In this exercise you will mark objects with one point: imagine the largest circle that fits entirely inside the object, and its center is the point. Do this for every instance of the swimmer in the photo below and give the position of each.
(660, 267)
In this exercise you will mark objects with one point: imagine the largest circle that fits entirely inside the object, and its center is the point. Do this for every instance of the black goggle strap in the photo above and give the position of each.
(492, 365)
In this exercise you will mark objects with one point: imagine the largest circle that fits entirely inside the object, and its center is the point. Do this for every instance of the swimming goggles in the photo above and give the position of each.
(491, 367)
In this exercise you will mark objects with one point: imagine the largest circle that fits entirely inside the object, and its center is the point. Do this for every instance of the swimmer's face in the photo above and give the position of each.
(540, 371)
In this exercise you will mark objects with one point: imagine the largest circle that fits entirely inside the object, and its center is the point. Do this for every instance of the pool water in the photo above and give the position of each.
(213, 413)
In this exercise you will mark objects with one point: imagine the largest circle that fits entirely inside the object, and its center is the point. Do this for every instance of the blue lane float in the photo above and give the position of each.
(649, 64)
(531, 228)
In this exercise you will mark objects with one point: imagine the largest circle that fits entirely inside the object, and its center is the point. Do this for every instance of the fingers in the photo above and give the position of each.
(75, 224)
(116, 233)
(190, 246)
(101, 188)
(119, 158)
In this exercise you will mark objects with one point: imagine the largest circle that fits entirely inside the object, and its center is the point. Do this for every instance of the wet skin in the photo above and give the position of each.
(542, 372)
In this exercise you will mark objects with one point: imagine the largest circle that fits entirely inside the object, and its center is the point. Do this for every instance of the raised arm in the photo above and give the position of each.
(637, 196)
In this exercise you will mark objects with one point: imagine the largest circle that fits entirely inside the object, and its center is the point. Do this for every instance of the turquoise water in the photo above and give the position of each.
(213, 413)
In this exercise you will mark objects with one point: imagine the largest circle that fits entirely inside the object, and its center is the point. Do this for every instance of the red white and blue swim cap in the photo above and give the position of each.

WHAT TO PRODUCE:
Please return every line from the one that contains "of the raised" through the end of the entries, exactly, leaving out all others.

FINISHED EXERCISE:
In this exercise you will mark objects with one point: imagine the largest circle that fits entirely inside the object, and its center is the point. Do this for every instance of the raised arm in the photo above and give the position of each.
(637, 196)
In this exercise you will mark objects with one point: imagine the largest circle that fits entirely inside the object, and its center is the point. Do this for every instance of the turquoise water in the photo above and give the position of each.
(213, 413)
In this exercise you will mark objects with one point: imagine the largest circle that fits entirely inside the object, and its center is the point. Do this for every instance of the red white and blue swim cap in the photo above and give the position of each.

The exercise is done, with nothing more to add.